WHAT TO DO: Could you print exactly the lines of the listing below, starting at the line that has "tag the blue sky" and ending at the line that has "tag the tree trunk", and only those lines?

RECORDS FOR THIS TASK:

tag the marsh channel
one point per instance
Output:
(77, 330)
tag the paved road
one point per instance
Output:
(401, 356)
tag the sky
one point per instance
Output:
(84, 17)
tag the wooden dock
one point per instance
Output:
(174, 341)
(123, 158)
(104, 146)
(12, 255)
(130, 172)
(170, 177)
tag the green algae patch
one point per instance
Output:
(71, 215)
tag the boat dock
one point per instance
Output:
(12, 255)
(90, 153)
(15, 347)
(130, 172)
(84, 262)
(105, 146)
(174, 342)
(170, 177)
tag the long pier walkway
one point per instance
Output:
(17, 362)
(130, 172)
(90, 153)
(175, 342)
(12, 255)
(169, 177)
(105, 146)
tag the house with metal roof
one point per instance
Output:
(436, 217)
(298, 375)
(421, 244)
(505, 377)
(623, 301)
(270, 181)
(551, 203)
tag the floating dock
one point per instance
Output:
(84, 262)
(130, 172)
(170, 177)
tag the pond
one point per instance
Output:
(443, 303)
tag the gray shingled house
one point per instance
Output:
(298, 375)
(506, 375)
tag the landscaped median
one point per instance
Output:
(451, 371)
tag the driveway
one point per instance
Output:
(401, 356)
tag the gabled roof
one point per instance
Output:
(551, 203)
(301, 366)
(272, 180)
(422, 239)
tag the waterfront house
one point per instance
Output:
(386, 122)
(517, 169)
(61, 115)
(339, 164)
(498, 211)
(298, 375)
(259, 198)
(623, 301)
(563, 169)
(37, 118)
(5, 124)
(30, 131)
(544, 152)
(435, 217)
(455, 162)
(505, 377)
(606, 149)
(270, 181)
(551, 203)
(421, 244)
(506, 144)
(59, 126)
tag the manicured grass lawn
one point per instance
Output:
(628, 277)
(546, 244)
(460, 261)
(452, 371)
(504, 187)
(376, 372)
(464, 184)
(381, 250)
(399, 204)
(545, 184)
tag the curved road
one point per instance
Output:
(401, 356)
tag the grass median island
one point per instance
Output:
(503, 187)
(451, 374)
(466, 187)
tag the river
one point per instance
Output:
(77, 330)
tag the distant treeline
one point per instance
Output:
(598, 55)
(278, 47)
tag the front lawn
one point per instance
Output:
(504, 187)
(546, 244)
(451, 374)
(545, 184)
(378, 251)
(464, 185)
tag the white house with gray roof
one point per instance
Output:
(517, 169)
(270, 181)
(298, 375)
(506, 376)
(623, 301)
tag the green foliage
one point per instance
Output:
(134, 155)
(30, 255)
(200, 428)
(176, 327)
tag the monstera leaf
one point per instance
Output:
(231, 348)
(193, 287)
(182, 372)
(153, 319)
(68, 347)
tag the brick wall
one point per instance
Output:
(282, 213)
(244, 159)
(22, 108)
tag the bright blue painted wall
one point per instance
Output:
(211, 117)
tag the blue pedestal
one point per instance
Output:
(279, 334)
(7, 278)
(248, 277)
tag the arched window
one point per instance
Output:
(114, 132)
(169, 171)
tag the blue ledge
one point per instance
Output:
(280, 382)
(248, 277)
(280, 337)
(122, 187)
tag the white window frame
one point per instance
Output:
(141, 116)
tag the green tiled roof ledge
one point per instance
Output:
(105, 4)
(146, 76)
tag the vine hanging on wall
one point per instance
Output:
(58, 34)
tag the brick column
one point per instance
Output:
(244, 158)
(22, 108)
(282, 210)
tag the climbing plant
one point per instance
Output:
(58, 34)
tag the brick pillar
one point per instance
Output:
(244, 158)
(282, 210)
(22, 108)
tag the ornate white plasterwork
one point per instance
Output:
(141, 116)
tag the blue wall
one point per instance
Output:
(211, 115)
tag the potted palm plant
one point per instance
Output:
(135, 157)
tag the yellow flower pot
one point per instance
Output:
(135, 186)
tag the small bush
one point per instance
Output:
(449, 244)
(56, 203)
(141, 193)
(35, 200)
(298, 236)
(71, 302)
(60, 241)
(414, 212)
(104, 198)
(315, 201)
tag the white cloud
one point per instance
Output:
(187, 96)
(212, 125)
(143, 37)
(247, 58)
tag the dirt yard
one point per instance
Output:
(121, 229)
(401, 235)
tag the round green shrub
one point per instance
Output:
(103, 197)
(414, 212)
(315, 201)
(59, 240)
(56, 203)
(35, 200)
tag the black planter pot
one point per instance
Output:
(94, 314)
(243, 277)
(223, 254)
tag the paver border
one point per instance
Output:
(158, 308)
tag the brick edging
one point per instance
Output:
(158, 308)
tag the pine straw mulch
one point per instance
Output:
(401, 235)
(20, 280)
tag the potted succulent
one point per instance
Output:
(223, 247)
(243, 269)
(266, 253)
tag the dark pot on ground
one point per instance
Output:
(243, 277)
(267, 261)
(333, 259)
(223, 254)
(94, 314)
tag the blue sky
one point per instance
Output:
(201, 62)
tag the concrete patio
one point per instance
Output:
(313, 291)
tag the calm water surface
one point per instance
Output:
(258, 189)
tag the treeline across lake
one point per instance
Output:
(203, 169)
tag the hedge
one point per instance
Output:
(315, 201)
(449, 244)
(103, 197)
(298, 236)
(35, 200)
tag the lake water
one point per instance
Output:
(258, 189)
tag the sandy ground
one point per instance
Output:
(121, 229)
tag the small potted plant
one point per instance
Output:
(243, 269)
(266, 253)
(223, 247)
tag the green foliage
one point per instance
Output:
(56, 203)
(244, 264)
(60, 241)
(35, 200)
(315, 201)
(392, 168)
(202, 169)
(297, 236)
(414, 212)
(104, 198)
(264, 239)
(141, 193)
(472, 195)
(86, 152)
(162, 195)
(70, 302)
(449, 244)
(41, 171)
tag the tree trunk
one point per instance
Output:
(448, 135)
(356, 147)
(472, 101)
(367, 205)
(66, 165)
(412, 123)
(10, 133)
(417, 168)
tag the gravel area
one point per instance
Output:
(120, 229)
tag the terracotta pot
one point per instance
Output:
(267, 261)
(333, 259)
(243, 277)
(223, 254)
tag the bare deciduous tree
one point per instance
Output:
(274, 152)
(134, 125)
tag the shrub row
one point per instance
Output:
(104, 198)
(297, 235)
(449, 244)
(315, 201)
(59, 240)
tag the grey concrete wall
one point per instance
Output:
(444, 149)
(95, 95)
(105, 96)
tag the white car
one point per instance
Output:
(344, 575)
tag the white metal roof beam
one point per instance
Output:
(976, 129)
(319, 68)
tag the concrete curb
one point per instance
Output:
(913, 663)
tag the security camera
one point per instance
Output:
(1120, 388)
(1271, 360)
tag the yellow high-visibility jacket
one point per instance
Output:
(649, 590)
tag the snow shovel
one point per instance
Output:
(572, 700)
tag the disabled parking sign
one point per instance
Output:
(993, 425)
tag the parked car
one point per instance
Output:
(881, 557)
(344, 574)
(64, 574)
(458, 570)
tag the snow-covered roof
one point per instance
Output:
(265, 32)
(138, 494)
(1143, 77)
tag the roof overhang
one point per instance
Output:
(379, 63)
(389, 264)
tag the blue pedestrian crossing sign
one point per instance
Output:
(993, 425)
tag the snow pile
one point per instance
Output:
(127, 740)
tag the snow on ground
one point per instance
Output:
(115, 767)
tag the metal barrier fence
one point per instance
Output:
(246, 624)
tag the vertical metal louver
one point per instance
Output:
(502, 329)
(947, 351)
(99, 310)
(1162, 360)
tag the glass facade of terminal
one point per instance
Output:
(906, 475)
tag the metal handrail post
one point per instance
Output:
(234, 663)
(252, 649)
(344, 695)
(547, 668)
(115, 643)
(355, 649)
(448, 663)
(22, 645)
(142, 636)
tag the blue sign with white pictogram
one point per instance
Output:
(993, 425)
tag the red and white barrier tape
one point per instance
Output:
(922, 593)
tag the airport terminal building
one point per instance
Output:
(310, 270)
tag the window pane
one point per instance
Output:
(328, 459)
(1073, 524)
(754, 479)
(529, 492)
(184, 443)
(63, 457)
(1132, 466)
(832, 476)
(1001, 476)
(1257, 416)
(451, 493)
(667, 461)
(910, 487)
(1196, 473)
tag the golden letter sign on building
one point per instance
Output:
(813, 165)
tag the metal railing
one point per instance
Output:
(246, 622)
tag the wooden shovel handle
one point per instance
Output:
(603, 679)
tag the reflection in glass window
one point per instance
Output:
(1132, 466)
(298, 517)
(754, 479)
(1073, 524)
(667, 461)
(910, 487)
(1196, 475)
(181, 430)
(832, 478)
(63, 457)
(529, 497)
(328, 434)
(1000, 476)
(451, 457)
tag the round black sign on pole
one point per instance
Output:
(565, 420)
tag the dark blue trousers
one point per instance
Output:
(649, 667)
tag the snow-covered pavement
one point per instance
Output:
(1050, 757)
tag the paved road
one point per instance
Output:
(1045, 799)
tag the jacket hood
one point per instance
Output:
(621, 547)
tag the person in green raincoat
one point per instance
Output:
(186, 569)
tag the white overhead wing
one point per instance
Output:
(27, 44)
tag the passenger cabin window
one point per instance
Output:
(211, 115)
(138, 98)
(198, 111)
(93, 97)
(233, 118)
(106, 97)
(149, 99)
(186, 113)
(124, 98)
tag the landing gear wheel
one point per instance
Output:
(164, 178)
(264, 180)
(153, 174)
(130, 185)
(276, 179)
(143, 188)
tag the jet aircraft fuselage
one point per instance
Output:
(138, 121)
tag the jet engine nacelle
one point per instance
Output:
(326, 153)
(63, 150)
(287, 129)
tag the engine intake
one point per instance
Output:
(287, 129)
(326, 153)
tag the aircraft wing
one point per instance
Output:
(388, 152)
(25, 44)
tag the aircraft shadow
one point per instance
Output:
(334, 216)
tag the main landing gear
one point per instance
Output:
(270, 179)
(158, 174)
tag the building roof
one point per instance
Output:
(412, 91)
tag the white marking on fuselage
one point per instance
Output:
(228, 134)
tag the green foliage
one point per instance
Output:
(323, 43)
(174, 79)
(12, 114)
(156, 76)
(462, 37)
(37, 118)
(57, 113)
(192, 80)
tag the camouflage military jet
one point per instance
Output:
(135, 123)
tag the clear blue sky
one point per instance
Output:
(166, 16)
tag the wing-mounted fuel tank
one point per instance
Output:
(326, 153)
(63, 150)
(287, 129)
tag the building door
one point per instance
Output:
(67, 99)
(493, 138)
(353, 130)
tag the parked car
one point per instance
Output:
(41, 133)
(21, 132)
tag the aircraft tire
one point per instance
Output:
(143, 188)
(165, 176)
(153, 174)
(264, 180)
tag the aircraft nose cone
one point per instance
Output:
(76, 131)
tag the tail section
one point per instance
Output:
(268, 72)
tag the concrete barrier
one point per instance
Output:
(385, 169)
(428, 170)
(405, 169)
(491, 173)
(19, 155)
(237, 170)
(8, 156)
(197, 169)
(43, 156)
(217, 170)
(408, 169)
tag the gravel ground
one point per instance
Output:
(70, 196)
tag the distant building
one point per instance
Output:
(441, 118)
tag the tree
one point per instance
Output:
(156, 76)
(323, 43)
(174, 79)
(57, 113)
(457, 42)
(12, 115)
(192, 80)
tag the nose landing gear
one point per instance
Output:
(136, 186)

SOLUTION FOR THIS PROBLEM:
tag the blue sky
one point per instance
Output:
(201, 62)
tag the concrete patio
one point per instance
Output:
(313, 291)
tag the calm water surface
one point per instance
Output:
(258, 189)
tag the treeline across lake
one point per instance
Output:
(203, 169)
tag the hedge
one point per instance
Output:
(315, 201)
(449, 244)
(103, 197)
(298, 236)
(35, 200)
tag the lake water
one point per instance
Output:
(258, 189)
tag the sandy ground
one point per instance
Output:
(121, 229)
tag the small potted plant
one point per instance
Output:
(243, 269)
(266, 253)
(223, 247)
tag the green foliage
one point per instance
Output:
(56, 203)
(244, 264)
(60, 241)
(35, 200)
(315, 201)
(392, 168)
(202, 169)
(297, 236)
(414, 212)
(104, 198)
(264, 239)
(141, 193)
(472, 195)
(86, 152)
(162, 195)
(70, 302)
(449, 244)
(41, 171)
tag the tree trunk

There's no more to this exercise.